** begin SUPPLIED INFORMATION **

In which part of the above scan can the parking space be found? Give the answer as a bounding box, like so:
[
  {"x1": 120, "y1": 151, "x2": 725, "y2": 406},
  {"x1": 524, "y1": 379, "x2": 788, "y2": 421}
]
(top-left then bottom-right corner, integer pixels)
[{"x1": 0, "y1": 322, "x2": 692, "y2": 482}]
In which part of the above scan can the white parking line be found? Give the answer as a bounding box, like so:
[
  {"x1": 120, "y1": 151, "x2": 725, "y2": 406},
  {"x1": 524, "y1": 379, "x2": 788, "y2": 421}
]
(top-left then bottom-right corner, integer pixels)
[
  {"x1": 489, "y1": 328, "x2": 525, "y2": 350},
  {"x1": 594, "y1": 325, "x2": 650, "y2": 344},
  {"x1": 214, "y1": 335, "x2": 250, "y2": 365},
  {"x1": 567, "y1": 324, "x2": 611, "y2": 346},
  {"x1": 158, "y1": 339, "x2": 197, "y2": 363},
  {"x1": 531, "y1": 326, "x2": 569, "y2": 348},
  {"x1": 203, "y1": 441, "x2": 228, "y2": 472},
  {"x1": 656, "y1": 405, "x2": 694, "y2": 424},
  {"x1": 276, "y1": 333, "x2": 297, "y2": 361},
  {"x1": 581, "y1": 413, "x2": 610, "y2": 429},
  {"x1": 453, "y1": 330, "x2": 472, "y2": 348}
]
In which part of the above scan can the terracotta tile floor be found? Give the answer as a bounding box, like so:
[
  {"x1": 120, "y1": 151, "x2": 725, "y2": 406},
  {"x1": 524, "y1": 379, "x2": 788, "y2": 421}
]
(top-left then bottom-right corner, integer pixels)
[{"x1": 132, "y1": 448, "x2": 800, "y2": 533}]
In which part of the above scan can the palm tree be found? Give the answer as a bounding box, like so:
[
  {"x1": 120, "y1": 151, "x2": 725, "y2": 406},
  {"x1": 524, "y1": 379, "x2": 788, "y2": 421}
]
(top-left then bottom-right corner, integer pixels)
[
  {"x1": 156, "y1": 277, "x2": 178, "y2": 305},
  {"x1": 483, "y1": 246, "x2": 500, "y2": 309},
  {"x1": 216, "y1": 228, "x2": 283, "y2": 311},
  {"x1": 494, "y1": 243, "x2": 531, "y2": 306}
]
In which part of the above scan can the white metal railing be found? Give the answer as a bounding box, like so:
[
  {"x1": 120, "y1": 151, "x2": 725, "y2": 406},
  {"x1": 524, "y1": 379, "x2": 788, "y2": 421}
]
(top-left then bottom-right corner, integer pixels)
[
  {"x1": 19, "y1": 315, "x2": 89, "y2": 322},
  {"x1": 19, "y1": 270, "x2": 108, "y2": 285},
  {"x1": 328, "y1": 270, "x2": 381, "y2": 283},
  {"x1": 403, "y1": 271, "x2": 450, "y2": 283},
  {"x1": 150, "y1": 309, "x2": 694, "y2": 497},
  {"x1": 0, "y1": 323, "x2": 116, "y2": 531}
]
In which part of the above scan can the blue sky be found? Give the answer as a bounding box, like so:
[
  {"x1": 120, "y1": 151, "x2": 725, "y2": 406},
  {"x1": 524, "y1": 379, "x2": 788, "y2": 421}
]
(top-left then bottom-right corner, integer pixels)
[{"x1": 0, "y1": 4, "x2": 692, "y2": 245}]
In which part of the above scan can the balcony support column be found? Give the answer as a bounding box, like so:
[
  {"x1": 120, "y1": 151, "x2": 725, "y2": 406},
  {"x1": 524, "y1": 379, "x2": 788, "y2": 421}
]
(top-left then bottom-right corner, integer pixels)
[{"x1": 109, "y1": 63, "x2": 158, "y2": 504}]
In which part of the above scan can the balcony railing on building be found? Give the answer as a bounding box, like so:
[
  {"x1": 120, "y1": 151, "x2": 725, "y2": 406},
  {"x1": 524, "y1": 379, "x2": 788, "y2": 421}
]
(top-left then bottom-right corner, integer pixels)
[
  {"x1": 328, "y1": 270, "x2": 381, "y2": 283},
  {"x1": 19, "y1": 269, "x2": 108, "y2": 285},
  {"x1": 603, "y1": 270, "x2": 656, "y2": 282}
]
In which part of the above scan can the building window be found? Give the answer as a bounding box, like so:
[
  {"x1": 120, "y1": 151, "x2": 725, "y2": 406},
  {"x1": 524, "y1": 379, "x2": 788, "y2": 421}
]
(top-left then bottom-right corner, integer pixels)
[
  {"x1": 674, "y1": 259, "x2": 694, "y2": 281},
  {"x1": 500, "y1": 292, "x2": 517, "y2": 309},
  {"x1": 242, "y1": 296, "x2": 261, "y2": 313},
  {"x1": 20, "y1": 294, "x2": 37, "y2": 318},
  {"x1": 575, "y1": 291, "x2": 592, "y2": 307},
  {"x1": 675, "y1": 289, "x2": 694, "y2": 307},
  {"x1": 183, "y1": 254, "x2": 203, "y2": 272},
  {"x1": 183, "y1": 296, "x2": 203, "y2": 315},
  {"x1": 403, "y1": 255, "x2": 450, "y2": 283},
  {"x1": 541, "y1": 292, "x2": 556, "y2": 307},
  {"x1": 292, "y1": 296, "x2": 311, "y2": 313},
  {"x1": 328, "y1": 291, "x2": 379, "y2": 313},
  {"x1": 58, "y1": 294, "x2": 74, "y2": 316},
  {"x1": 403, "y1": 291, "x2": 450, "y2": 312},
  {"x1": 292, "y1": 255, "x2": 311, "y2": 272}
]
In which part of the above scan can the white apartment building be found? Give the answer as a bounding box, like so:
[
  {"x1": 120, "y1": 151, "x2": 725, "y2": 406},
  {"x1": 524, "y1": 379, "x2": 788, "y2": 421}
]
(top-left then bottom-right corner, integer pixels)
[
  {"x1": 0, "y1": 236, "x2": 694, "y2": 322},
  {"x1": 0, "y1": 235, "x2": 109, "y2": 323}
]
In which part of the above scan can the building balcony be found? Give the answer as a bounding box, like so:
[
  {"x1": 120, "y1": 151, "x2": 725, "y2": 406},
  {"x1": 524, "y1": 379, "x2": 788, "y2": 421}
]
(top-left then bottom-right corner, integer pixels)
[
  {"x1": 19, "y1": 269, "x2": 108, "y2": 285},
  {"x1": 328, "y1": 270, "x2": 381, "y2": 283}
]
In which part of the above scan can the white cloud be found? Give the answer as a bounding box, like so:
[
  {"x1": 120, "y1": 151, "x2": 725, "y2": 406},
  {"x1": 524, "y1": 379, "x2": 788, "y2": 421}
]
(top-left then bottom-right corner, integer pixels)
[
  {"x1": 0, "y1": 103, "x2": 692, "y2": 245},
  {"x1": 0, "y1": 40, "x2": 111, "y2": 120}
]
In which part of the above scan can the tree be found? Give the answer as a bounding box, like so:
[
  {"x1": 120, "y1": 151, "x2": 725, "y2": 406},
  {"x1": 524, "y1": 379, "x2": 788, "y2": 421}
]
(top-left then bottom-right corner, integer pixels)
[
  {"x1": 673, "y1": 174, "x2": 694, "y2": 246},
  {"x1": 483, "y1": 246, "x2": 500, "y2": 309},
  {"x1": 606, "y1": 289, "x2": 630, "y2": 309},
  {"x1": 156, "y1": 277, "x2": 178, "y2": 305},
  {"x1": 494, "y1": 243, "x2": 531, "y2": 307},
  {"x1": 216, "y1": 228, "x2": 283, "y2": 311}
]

** end SUPPLIED INFORMATION **

### GOAL
Reproduce all of the material above word for word, from its first line through its last.

### SOLUTION TO THE PROBLEM
In which part of the above scan can the parking space be found? Give the answer as a bounding box, like so:
[
  {"x1": 120, "y1": 151, "x2": 725, "y2": 406},
  {"x1": 524, "y1": 379, "x2": 788, "y2": 421}
]
(top-left then bottom-right corner, integer pixels)
[{"x1": 0, "y1": 322, "x2": 692, "y2": 482}]
In which part of the above scan can the white parking line be found? Give the answer as a bounding box, like so:
[
  {"x1": 120, "y1": 151, "x2": 725, "y2": 406},
  {"x1": 524, "y1": 379, "x2": 788, "y2": 421}
]
(top-left then bottom-right corner, integer pixels)
[
  {"x1": 489, "y1": 328, "x2": 525, "y2": 350},
  {"x1": 594, "y1": 325, "x2": 650, "y2": 344},
  {"x1": 214, "y1": 335, "x2": 250, "y2": 365},
  {"x1": 567, "y1": 324, "x2": 611, "y2": 346},
  {"x1": 158, "y1": 339, "x2": 197, "y2": 363},
  {"x1": 531, "y1": 326, "x2": 569, "y2": 348},
  {"x1": 203, "y1": 441, "x2": 228, "y2": 472},
  {"x1": 656, "y1": 405, "x2": 694, "y2": 424},
  {"x1": 276, "y1": 333, "x2": 297, "y2": 361},
  {"x1": 581, "y1": 413, "x2": 610, "y2": 429},
  {"x1": 453, "y1": 330, "x2": 472, "y2": 348}
]
In which part of the above scan can the terracotta tile floor be found? Give the answer as a bounding box, like so:
[
  {"x1": 120, "y1": 151, "x2": 725, "y2": 406},
  {"x1": 524, "y1": 379, "x2": 788, "y2": 421}
]
(top-left then bottom-right corner, integer pixels)
[{"x1": 132, "y1": 448, "x2": 800, "y2": 533}]
In which part of the above scan can the palm tree be found? Give the answer as a bounding box, like so:
[
  {"x1": 120, "y1": 151, "x2": 725, "y2": 406},
  {"x1": 524, "y1": 379, "x2": 788, "y2": 421}
]
(top-left then bottom-right corner, integer pixels)
[
  {"x1": 156, "y1": 277, "x2": 178, "y2": 305},
  {"x1": 483, "y1": 246, "x2": 500, "y2": 309},
  {"x1": 216, "y1": 228, "x2": 283, "y2": 311},
  {"x1": 494, "y1": 243, "x2": 531, "y2": 306}
]
In which part of the above scan can the white metal railing be found? Give the answer as a bounding box, like so:
[
  {"x1": 120, "y1": 151, "x2": 725, "y2": 406},
  {"x1": 524, "y1": 379, "x2": 788, "y2": 421}
]
(top-left then bottom-right corner, integer pixels)
[
  {"x1": 19, "y1": 315, "x2": 89, "y2": 322},
  {"x1": 19, "y1": 270, "x2": 108, "y2": 285},
  {"x1": 328, "y1": 270, "x2": 381, "y2": 283},
  {"x1": 403, "y1": 271, "x2": 450, "y2": 283},
  {"x1": 150, "y1": 309, "x2": 694, "y2": 497},
  {"x1": 0, "y1": 323, "x2": 116, "y2": 531}
]
In which part of the above scan can the blue sky be found? Give the answer as a bounding box, like so:
[
  {"x1": 120, "y1": 151, "x2": 725, "y2": 406},
  {"x1": 524, "y1": 379, "x2": 788, "y2": 421}
]
(top-left then bottom-right corner, integer pixels)
[{"x1": 0, "y1": 4, "x2": 692, "y2": 245}]
In which part of the above scan can the balcony support column be found? Give the answer as a bounding box, like so:
[
  {"x1": 120, "y1": 151, "x2": 725, "y2": 406},
  {"x1": 524, "y1": 379, "x2": 788, "y2": 421}
]
(top-left then bottom-right corner, integer pixels)
[{"x1": 109, "y1": 63, "x2": 158, "y2": 504}]
In which part of the above scan can the balcony railing on building be found? Give the answer as a bounding box, like so:
[
  {"x1": 120, "y1": 151, "x2": 725, "y2": 406},
  {"x1": 524, "y1": 379, "x2": 788, "y2": 421}
]
(top-left then bottom-right corner, integer pixels)
[
  {"x1": 328, "y1": 270, "x2": 381, "y2": 283},
  {"x1": 19, "y1": 269, "x2": 108, "y2": 285},
  {"x1": 603, "y1": 270, "x2": 656, "y2": 282}
]
In which part of the above scan can the building window be found? Give the answer as a bounding box, like so:
[
  {"x1": 120, "y1": 151, "x2": 725, "y2": 406},
  {"x1": 524, "y1": 379, "x2": 788, "y2": 421}
]
(top-left then bottom-right corner, integer pixels)
[
  {"x1": 674, "y1": 259, "x2": 694, "y2": 281},
  {"x1": 500, "y1": 292, "x2": 517, "y2": 309},
  {"x1": 242, "y1": 296, "x2": 261, "y2": 313},
  {"x1": 20, "y1": 294, "x2": 37, "y2": 318},
  {"x1": 575, "y1": 291, "x2": 592, "y2": 307},
  {"x1": 675, "y1": 289, "x2": 694, "y2": 307},
  {"x1": 183, "y1": 254, "x2": 203, "y2": 272},
  {"x1": 183, "y1": 296, "x2": 203, "y2": 315},
  {"x1": 403, "y1": 255, "x2": 450, "y2": 283},
  {"x1": 541, "y1": 292, "x2": 556, "y2": 307},
  {"x1": 292, "y1": 296, "x2": 311, "y2": 313},
  {"x1": 328, "y1": 291, "x2": 379, "y2": 313},
  {"x1": 58, "y1": 294, "x2": 74, "y2": 316},
  {"x1": 403, "y1": 291, "x2": 450, "y2": 312},
  {"x1": 292, "y1": 255, "x2": 311, "y2": 272}
]
In which part of the above scan can the white apartment building be found? Give the answer as a bounding box, like so:
[
  {"x1": 120, "y1": 151, "x2": 725, "y2": 406},
  {"x1": 524, "y1": 379, "x2": 788, "y2": 421}
]
(top-left then bottom-right corner, integer pixels)
[
  {"x1": 0, "y1": 236, "x2": 694, "y2": 322},
  {"x1": 0, "y1": 235, "x2": 109, "y2": 323}
]
In which part of the above scan can the building balcony be found? Give the answer as a bounding box, like so:
[
  {"x1": 120, "y1": 151, "x2": 725, "y2": 406},
  {"x1": 524, "y1": 379, "x2": 788, "y2": 421}
]
(top-left then bottom-right corner, integer pixels)
[
  {"x1": 19, "y1": 269, "x2": 108, "y2": 285},
  {"x1": 328, "y1": 270, "x2": 381, "y2": 283}
]
In which part of the above scan can the white cloud be found? Give the answer as a bounding box, like so:
[
  {"x1": 120, "y1": 151, "x2": 725, "y2": 406},
  {"x1": 524, "y1": 379, "x2": 788, "y2": 421}
]
(top-left then bottom-right corner, integer pixels)
[
  {"x1": 0, "y1": 103, "x2": 692, "y2": 245},
  {"x1": 0, "y1": 40, "x2": 111, "y2": 120}
]
In which part of the above scan can the tree be found? Give the answer as a bounding box, like so:
[
  {"x1": 120, "y1": 151, "x2": 725, "y2": 406},
  {"x1": 524, "y1": 379, "x2": 788, "y2": 421}
]
(top-left then bottom-right corner, integer pixels)
[
  {"x1": 673, "y1": 174, "x2": 694, "y2": 246},
  {"x1": 483, "y1": 246, "x2": 500, "y2": 309},
  {"x1": 606, "y1": 289, "x2": 630, "y2": 309},
  {"x1": 156, "y1": 277, "x2": 178, "y2": 305},
  {"x1": 494, "y1": 243, "x2": 531, "y2": 307},
  {"x1": 216, "y1": 228, "x2": 283, "y2": 311}
]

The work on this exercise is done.